[Entries taken from a collection]
═══

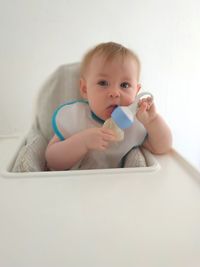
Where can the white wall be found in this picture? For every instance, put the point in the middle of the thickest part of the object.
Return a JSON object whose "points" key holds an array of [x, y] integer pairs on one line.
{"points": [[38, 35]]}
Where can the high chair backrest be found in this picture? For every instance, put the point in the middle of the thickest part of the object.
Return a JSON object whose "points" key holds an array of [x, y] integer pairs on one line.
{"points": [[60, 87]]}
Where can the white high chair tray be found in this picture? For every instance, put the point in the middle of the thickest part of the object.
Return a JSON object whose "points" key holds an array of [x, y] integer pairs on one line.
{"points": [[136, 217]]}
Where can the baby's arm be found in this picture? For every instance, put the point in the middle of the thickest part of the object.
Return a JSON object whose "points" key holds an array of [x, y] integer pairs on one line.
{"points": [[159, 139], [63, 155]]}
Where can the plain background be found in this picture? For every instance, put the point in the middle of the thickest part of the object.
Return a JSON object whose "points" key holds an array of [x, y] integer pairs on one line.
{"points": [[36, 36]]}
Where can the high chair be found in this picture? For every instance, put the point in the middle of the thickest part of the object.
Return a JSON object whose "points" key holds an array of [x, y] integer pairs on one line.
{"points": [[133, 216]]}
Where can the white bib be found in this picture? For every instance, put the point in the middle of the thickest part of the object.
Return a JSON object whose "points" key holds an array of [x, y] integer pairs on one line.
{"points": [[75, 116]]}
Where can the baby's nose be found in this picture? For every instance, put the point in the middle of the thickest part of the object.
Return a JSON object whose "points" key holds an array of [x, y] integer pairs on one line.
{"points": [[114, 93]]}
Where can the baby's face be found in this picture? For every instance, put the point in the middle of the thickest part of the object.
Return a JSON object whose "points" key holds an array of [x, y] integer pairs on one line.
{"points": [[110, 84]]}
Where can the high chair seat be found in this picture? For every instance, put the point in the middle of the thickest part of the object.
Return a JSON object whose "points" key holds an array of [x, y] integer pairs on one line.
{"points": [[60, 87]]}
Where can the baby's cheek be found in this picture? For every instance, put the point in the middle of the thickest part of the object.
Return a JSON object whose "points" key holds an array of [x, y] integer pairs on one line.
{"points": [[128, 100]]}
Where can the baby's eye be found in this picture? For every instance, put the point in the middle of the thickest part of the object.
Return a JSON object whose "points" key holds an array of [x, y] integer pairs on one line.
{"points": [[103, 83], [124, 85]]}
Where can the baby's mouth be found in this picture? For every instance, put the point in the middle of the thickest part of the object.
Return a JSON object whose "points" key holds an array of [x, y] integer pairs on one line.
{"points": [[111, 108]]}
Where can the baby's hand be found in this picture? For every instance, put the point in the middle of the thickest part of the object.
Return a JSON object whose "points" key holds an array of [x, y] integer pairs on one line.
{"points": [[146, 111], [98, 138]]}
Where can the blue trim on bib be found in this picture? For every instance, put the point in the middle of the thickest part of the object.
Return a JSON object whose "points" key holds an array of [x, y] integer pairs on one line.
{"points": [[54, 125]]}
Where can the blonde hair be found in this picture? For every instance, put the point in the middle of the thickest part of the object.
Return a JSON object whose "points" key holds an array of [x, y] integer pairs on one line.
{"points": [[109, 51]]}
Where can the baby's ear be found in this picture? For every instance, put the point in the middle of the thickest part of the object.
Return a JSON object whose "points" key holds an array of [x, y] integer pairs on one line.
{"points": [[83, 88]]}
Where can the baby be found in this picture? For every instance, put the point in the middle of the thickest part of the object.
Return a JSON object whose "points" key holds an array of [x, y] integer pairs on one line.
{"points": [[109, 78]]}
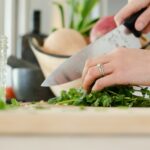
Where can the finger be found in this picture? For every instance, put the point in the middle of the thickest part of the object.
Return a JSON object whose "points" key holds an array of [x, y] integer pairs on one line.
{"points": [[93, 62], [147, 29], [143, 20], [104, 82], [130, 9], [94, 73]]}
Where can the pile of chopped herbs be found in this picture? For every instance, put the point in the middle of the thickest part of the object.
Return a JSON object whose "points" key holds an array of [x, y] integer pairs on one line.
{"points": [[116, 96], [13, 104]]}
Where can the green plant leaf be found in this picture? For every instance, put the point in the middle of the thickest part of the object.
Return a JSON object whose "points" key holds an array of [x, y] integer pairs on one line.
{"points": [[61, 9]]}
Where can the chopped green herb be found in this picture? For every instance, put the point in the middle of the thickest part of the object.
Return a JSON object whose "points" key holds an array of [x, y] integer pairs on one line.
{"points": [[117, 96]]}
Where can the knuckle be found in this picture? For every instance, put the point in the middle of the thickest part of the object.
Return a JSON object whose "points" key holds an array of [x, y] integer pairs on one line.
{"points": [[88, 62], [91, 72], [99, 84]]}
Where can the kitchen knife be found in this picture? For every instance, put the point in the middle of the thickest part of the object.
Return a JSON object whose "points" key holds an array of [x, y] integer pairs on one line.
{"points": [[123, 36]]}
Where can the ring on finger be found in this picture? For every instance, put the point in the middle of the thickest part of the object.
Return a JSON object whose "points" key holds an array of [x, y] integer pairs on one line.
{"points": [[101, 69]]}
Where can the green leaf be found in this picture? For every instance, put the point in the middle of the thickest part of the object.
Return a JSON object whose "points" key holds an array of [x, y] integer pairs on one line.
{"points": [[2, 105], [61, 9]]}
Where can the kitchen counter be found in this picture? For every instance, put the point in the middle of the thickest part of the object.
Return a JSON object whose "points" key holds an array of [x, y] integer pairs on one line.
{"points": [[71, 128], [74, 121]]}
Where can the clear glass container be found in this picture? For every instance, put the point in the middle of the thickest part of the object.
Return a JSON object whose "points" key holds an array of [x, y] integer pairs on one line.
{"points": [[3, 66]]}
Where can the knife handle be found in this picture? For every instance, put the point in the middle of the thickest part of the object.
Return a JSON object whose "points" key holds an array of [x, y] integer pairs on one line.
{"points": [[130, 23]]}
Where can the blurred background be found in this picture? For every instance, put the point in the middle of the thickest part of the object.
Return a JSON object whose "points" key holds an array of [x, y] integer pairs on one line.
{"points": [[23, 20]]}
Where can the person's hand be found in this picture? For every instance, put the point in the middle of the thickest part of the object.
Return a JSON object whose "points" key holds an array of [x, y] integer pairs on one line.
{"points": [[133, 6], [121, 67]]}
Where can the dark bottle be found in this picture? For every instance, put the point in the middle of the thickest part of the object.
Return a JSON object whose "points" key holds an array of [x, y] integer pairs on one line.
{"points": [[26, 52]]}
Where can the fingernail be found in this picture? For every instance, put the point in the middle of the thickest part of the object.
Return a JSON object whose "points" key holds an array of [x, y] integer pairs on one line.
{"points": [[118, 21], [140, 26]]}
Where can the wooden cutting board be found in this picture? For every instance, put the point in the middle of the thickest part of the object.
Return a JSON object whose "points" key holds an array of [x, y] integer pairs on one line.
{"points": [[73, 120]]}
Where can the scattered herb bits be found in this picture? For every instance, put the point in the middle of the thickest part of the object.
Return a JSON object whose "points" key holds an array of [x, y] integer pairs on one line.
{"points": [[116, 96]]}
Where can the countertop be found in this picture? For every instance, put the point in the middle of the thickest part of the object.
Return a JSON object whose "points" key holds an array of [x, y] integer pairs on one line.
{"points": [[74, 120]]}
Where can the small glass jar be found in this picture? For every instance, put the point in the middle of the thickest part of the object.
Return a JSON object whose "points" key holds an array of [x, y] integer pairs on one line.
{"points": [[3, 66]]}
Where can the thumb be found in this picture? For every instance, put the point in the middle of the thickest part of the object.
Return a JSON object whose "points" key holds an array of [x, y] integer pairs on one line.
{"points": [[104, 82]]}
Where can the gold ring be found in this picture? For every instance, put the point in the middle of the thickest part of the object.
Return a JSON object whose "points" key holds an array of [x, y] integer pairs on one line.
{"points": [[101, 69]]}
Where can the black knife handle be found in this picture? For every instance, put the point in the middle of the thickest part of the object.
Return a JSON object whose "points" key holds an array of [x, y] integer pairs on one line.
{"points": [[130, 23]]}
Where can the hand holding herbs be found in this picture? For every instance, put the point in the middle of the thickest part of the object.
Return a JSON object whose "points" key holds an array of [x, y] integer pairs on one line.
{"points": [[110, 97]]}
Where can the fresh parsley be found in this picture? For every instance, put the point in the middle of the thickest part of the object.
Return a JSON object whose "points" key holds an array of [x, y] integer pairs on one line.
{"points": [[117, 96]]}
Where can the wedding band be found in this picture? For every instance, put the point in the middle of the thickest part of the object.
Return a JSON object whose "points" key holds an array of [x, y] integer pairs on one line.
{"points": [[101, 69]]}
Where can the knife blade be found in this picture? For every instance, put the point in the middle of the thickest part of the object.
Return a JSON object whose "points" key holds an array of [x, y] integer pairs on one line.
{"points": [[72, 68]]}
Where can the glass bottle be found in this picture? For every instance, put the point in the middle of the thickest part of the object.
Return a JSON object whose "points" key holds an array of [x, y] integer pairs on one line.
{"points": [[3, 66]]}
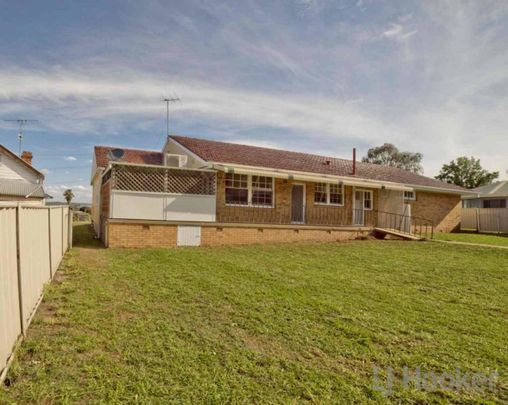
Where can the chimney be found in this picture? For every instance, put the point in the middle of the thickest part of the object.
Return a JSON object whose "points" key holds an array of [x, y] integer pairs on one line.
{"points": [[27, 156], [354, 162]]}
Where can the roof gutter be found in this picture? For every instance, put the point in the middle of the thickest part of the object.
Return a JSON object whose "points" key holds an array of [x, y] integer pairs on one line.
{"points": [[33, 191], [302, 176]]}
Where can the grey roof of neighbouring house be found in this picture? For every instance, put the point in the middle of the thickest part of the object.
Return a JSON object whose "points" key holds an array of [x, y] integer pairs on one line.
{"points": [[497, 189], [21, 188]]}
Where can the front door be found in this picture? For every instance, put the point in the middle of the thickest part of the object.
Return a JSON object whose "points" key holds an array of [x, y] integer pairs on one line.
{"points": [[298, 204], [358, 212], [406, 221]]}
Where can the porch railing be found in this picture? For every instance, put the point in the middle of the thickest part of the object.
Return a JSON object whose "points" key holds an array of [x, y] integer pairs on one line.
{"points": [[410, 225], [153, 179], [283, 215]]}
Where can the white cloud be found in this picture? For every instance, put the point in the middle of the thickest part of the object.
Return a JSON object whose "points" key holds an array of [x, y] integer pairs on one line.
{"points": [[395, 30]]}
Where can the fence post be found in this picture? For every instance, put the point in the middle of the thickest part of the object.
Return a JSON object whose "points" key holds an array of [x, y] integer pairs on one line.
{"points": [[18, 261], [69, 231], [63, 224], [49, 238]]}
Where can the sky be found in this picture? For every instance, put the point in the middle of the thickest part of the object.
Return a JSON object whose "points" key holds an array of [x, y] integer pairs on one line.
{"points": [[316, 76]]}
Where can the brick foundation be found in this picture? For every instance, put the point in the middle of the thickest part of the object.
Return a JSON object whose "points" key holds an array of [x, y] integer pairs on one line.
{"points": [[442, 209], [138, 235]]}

═══

* [GIVEN TASK]:
Take the lines from the one containing "Where can the roof" to the last line of the material above and write them out exactly.

* [EXERCISE SOLUTION]:
Where can the roof gutter be found in this picture? For every instance, put the point in the middle of the thickest part of the object.
Return a JSON object whose "points" key holds an array of [x, y] integer pairs on one line.
{"points": [[33, 191], [302, 176]]}
Where can the grey roof of neighbouring house be found in this picture? For every instance, put the point in the middle of the thickest part of the object.
Return a JSON object whose "points" key holds an array of [x, y] integer pairs on one line.
{"points": [[497, 189], [21, 188]]}
Where can the front door be found in this picture? For every instance, put the point in the middle of the thickest part of the object.
Return a JSON object whose "points" key holds an array of [x, y] integer pairs on one line.
{"points": [[298, 204], [358, 212], [406, 221]]}
Where can the porch railing be found in this picture? For every instance, put the point in the middle of the thickest part of the object.
Return a JSON object whose "points" key holds an array of [x, y] integer pairs on one line.
{"points": [[410, 225], [153, 179], [283, 215]]}
Where can the white cloud be found in this picture? For every instance, put the point in the middle of the thickest part of the object.
Return a JSON object whose "points" key holds an array of [x, y] integer pairs on one line.
{"points": [[395, 30]]}
Where can the fence post be found in this picture? For every instance, put the point in the middle of the thickest part of the object.
Return a JSON object whose "points" key holds an array of [x, y] integer pairs on one line.
{"points": [[18, 261], [69, 231], [63, 224], [49, 238]]}
Where can the sky be found in this picture? For every instance, put the point in the middle of the thickest part of the object.
Return a JSON object whose "points" key holds an array of [x, y] integer pairs on one line.
{"points": [[316, 76]]}
Where can the brick foundation be found in this picture? For every instance, put the point in the middle of the thickest part of the object.
Return a JSON object whose "points" key holds an array of [x, y] integer pairs on one line.
{"points": [[442, 209], [138, 235]]}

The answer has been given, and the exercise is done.